> _WHAT THE TASK ASKS_: Reproduce all the rows below, substituting "helmet" for each occurrence of "hard hat" and changing nothing else.

> _EXTRACTED INFORMATION_:
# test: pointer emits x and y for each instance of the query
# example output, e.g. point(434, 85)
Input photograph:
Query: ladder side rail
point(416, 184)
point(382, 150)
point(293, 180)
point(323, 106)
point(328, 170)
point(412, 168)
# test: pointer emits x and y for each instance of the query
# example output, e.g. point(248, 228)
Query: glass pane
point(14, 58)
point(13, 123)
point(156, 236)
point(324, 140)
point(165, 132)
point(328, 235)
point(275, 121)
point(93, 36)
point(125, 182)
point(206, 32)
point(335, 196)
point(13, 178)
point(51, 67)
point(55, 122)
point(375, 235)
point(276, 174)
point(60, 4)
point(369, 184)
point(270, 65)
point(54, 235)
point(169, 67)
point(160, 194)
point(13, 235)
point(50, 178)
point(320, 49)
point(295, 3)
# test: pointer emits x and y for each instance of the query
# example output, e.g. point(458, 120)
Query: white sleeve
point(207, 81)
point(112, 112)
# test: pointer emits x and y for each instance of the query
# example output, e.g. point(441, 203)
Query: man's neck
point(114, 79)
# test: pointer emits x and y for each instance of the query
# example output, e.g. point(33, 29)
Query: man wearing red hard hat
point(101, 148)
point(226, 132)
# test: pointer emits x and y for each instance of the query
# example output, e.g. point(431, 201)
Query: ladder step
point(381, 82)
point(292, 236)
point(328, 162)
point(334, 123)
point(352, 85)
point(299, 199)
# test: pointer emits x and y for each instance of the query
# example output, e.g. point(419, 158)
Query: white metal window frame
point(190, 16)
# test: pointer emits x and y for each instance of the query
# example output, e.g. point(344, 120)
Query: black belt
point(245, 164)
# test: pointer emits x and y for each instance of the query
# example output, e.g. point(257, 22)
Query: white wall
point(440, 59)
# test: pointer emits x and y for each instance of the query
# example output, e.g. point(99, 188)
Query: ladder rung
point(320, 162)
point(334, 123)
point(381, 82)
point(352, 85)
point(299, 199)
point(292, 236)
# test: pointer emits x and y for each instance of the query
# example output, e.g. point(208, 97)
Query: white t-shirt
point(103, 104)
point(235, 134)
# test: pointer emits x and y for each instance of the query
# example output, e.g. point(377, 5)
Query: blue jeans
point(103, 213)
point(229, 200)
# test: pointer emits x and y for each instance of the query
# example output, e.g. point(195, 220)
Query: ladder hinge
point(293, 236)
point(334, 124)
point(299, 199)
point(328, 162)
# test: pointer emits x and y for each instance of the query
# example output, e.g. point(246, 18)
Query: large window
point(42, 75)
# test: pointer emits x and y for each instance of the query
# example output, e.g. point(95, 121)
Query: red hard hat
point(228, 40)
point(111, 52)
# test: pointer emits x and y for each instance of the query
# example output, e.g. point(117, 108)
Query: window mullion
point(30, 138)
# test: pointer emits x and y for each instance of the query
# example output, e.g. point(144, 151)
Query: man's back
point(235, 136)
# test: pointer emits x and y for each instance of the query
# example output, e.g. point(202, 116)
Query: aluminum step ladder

> _WRITTEN RESPONSE_:
# test: pointer emits x and y for each instance of the query
# example output, e.g. point(434, 85)
Input photograph:
Query: ladder side rail
point(416, 184)
point(382, 150)
point(293, 180)
point(323, 106)
point(328, 170)
point(412, 168)
# test: pointer emits x and y for each instance of the query
# example output, e.g. point(248, 228)
Query: glass pane
point(14, 58)
point(13, 123)
point(156, 236)
point(324, 140)
point(165, 132)
point(328, 235)
point(275, 121)
point(93, 36)
point(125, 182)
point(206, 32)
point(335, 196)
point(13, 178)
point(51, 67)
point(55, 122)
point(375, 235)
point(276, 174)
point(60, 4)
point(369, 184)
point(270, 65)
point(54, 235)
point(169, 67)
point(160, 194)
point(13, 235)
point(50, 178)
point(320, 49)
point(295, 3)
# test: pointer emits x and y for each instance of the query
# example output, e.g. point(458, 120)
Query: white sleeve
point(207, 81)
point(112, 112)
# test: pointer emits x and y for each instance of the query
# example output, e.g. point(441, 203)
Query: man's neck
point(114, 79)
# test: pointer emits x and y for each instance of the query
# example output, e.g. point(33, 29)
Query: man wearing red helmet
point(101, 148)
point(226, 132)
# test: pointer emits x and y for each instance of the query
# example output, e.g. point(431, 201)
Query: ladder step
point(381, 82)
point(292, 236)
point(328, 162)
point(334, 123)
point(352, 85)
point(299, 199)
# test: pointer emits x and y for each instance of the query
# example output, e.g. point(419, 158)
Query: white metal window frame
point(190, 16)
# test: pointer emits x and y for each instance of the query
# example output, e.g. point(344, 120)
Query: black belt
point(245, 164)
# test: pointer emits x and y for each instance of the query
# example output, e.g. point(257, 22)
Query: white wall
point(440, 59)
# test: pointer emits x and y for each instance of the query
# example output, e.g. point(99, 188)
Query: ladder rung
point(320, 162)
point(334, 123)
point(381, 82)
point(352, 85)
point(299, 199)
point(292, 236)
# test: pointer emits x and y for each instance of the query
# example output, e.g. point(208, 97)
Query: white t-shirt
point(103, 104)
point(235, 134)
# test: pointer emits x and y for each instance of the query
# example output, e.g. point(377, 5)
Query: blue jeans
point(103, 213)
point(229, 200)
# test: pointer emits x and y for each instance of the query
# example output, e.g. point(195, 220)
Query: ladder hinge
point(293, 236)
point(334, 124)
point(299, 199)
point(328, 162)
# test: pointer emits x and y for each instance of the query
# example output, e.g. point(246, 18)
Query: large window
point(42, 75)
# test: pointer emits x and y for each instance of the query
# example output, e.g. point(95, 121)
Query: red helmet
point(228, 40)
point(111, 52)
# test: pointer emits x and y for each instance of the query
# example output, e.g. point(117, 108)
Query: window mullion
point(30, 138)
# test: pointer emits x and y for each instance of the query
# example output, e.g. point(144, 151)
Query: man's back
point(235, 136)
# test: pointer emits x and y for each instance of the query
# example output, e.g. point(202, 116)
Query: aluminum step ladder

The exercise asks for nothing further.